Jobs:
a) Answer the following from the passage on StelLA:
(i) Which matrix is used to initialize \(S\)?
(ii) What average score does StelLA reach in the commonsense reasoning table?
(iii) What FID does StelLA obtain on the Expedition dataset?
b) Duplicate the passage on StelLA from "Main Results¶" to "1.5, rank=4, FID↓)".

The training objective is the standard task loss \(\mathcal{L}\), but the optimization paths differ: \(U\) and \(V\) are optimized under constraints on the Stiefel manifold, while \(S\) is optimized without constraints in Euclidean space. Initialization uses random column-orthogonal matrices for \(U\)/\(V\) and the identity matrix for \(S\), requiring no modification of pretrained weights as in PiSSA.

Key Experimental Results¶

Main Results¶

Commonsense Reasoning (LLaMA3-8B, rank=32)

Method	Params (%)	BoolQ	PIQA	HellaSwag	WinoGrande	ARC-e	ARC-c	Avg.
LoRA	0.700	75.16	88.14	95.41	86.74	90.84	78.70	85.27
DoRA	0.710	75.38	88.01	95.35	86.29	90.54	79.69	85.16
ScaledAdamW	0.700	75.24	88.57	95.81	85.11	91.09	80.55	85.40
StelLA	0.702	75.91	89.86	96.41	87.82	91.98	82.34	86.72

StelLA achieves approximately +1.3 percentage points improvement on both LLaMA2-7B and LLaMA3-8B.

Text-to-Image Generation (SD 1.5, rank=4, FID↓)

Dataset	LoRA	DoRA	PiSSA	StelLA
BarbieCore	175.48	175.04	299.49	170.25
Expedition	156.34	155.80	291.22	146.12
Hornify	180.48	179.58	295.15	167.53

FID reduction reaches up to 12 points.

Supplied data:
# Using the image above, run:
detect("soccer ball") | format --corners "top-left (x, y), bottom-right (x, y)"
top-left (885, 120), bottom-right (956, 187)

Response list:
a)
(i) The identity matrix.
(ii) 86.72.
(iii) 146.12.

b)
Main Results¶

Commonsense Reasoning (LLaMA3-8B, rank=32)

Method	Params (%)	BoolQ	PIQA	HellaSwag	WinoGrande	ARC-e	ARC-c	Avg.
LoRA	0.700	75.16	88.14	95.41	86.74	90.84	78.70	85.27
DoRA	0.710	75.38	88.01	95.35	86.29	90.54	79.69	85.16
ScaledAdamW	0.700	75.24	88.57	95.81	85.11	91.09	80.55	85.40
StelLA	0.702	75.91	89.86	96.41	87.82	91.98	82.34	86.72

StelLA achieves approximately +1.3 percentage points improvement on both LLaMA2-7B and LLaMA3-8B.

Text-to-Image Generation (SD 1.5, rank=4, FID↓)